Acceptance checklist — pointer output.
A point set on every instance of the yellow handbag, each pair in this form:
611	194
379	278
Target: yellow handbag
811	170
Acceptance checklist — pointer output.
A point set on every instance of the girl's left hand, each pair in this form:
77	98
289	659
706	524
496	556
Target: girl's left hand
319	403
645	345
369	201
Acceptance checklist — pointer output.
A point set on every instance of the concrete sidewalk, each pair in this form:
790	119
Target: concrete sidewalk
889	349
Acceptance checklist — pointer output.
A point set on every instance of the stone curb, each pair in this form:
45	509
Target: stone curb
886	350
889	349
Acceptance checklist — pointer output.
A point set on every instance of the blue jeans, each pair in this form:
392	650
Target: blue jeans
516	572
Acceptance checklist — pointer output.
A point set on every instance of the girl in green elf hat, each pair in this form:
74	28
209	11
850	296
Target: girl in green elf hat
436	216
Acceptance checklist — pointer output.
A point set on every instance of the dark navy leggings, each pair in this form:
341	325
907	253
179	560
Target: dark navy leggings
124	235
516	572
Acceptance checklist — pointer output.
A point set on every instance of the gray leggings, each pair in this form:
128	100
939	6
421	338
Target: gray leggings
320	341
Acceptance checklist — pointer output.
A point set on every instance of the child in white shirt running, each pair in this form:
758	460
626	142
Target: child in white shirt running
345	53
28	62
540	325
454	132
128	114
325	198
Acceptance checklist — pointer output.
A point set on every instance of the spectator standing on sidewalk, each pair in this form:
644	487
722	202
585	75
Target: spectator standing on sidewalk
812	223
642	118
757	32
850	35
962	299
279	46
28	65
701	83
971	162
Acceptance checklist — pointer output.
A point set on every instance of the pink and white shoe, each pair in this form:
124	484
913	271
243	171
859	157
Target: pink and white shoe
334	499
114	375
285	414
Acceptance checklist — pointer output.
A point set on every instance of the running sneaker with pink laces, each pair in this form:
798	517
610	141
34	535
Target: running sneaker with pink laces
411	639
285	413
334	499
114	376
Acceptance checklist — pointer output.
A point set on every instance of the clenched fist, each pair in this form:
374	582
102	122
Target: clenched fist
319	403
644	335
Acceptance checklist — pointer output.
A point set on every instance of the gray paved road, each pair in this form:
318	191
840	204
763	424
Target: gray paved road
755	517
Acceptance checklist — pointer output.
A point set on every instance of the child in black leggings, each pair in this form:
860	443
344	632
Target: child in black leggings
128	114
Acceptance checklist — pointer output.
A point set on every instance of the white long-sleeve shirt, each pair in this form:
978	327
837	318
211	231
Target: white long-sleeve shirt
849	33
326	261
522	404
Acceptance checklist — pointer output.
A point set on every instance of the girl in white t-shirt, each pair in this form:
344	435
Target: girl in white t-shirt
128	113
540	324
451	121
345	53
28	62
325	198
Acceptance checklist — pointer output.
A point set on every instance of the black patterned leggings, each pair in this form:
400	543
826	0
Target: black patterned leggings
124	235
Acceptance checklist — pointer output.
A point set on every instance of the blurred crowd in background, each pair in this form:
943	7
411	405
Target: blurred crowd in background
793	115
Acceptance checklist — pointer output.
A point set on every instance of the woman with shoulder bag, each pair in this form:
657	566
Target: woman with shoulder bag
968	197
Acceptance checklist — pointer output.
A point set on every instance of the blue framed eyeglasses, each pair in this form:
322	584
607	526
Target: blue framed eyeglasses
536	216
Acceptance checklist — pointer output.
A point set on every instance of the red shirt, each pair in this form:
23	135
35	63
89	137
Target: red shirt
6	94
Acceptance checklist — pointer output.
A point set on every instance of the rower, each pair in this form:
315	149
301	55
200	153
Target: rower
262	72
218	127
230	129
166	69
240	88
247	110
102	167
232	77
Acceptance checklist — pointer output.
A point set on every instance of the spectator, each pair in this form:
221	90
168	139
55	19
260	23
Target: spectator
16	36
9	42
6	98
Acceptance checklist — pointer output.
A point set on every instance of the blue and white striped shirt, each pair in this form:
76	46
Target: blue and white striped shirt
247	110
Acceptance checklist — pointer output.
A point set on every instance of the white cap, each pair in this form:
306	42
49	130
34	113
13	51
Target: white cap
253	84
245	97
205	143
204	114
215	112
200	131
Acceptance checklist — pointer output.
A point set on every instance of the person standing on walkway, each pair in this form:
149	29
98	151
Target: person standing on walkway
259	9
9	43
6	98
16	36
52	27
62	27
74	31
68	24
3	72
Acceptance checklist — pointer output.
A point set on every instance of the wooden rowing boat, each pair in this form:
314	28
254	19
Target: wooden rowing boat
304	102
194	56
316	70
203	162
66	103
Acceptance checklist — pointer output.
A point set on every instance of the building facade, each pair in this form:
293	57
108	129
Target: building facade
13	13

Required work:
Make an exact copy of the material above.

Result below:
Acceptance checklist — pointer output.
A point set on every instance of the yellow handbag, each pair in this form:
611	194
379	278
Target: yellow handbag
811	170
Acceptance checklist — pointer output.
A point set on every instance of the girl's left hand, each pair in this form:
77	98
289	659
706	524
496	556
Target: girl's left hand
319	403
645	345
369	201
Acceptance checklist — pointer output.
A point set on every instance of the concrete sidewalk, each pair in this form:
790	119
Target: concrete sidewalk
889	349
Acceptance checklist — pointer output.
A point set on every instance of the stone curb, each pair in this form:
45	509
Target: stone curb
886	350
889	349
Acceptance checklist — pointer output.
A point set on every instance of the blue jeans, each pair in this form:
392	650
Target: blue jeans
516	572
Acceptance checklist — pointer output.
A point set on every instance of the girl in green elf hat, each pair in this form:
74	28
209	11
850	296
Target: girl in green elf hat
436	216
Acceptance checklist — pointer output.
A point set on every instance of the dark navy leggings, each pair in this form:
341	325
907	253
179	560
Target: dark navy leggings
124	235
516	572
Acceptance checklist — pointer output.
A point set on every instance of the gray leggings, each pair in this form:
128	100
939	6
421	338
Target: gray leggings
320	341
Acceptance checklist — pointer output.
A point set on every instance of the child in white shirt running, each pair in this form:
758	460
626	142
Target: child in white shirt running
345	53
28	62
540	325
454	132
128	114
325	198
Acceptance checklist — pointer output.
A point set on every instance of the spectator standing on sidewalk, each pair in this form:
644	487
722	202
585	75
Target: spectator standing on sidewalk
812	223
642	118
757	32
850	35
962	299
279	46
28	65
701	83
971	162
Acceptance checklist — pointer output.
A point set on every instance of the pink and white shoe, each pair in this form:
124	484
913	271
243	171
859	157
Target: pink and white shoe
334	499
114	375
285	414
Acceptance checklist — pointer output.
A point set on every instance of the running sneaker with pink laces, each pair in this form:
798	517
610	141
34	535
Target: running sneaker with pink laces
411	639
285	413
334	499
114	376
Acceptance checklist — pointer output.
A point set on every instance of the clenched fist, each pair in this form:
374	582
102	122
Target: clenched fist
319	403
644	335
Acceptance checklist — pointer output.
A point set on every instance of the gray paved road, each pair in this form:
318	191
840	204
763	424
Target: gray paved road
755	517
Acceptance checklist — pointer output.
A point set on every instance of the child in black leggings, each pair in this form:
860	443
344	632
Target: child in black leggings
128	114
Acceptance checklist — pointer output.
A point set on every instance of the white long-sleeve shirt, each pair in this form:
978	327
837	318
211	231
Target: white long-sleeve shirt
849	33
326	261
522	404
Acceptance checklist — pointer output.
A point set on every instance of the girl in white t-shirt, each pair in this form:
344	435
Target: girl in white t-shirt
128	113
540	324
451	121
345	53
28	62
325	198
Acceptance checklist — pointer output.
A point set on every instance of the black patterned leggings, each pair in this form:
400	543
826	0
Target: black patterned leggings
124	235
Acceptance checklist — pointer output.
A point set on every instance of the blurred crowd in background, each pair in this form:
943	7
411	405
Target: blurred crowd in background
793	115
Acceptance checklist — pointer output.
A point set on every instance of the woman with shoulder bag, each pair in this form:
657	566
Target: woman with shoulder bag
968	197
Acceptance checklist — pointer output.
A point set on every instance of the blue framed eyeglasses, each pair in this form:
322	584
607	526
Target: blue framed eyeglasses
536	216
Acceptance checklist — pointer output.
A point set on every instance of the red shirt, each pair in this form:
23	135
35	63
89	137
Target: red shirt
6	94
Acceptance checklist — pointer output.
A point set on every instance of the rower, each pair in this form:
315	149
301	55
200	153
Target: rower
262	72
218	127
230	129
166	69
240	88
247	110
102	167
232	77
Acceptance checklist — pointer output.
A point set on every instance of the spectator, each pair in this form:
221	90
168	139
55	19
260	23
Target: spectator
16	36
9	42
6	98
Acceptance checklist — pointer output.
A point set on every instance of the blue and white striped shirt, each pair in this form:
76	46
Target: blue and white striped shirt
247	110
Acceptance checklist — pointer output.
A point set on every instance of the white cap, each pair in this form:
306	42
49	130
34	113
13	51
Target: white cap
253	84
245	97
205	143
204	114
215	112
200	131
Acceptance checklist — pointer output.
A point set on every instance of the person standing on walkway, each pair in this form:
149	29
98	151
Target: person standing on walkway
259	9
9	43
6	98
16	36
52	27
62	27
74	31
68	24
3	72
Acceptance checklist — pointer output.
A point set on every instance of the wooden rowing boat, each pair in this form:
314	28
254	19
Target: wooden rowing boat
304	102
194	56
316	70
203	162
66	103
Acceptance checklist — pointer output.
A point set on every instance of the building facade, each pair in this form:
293	57
108	129
Target: building facade
13	13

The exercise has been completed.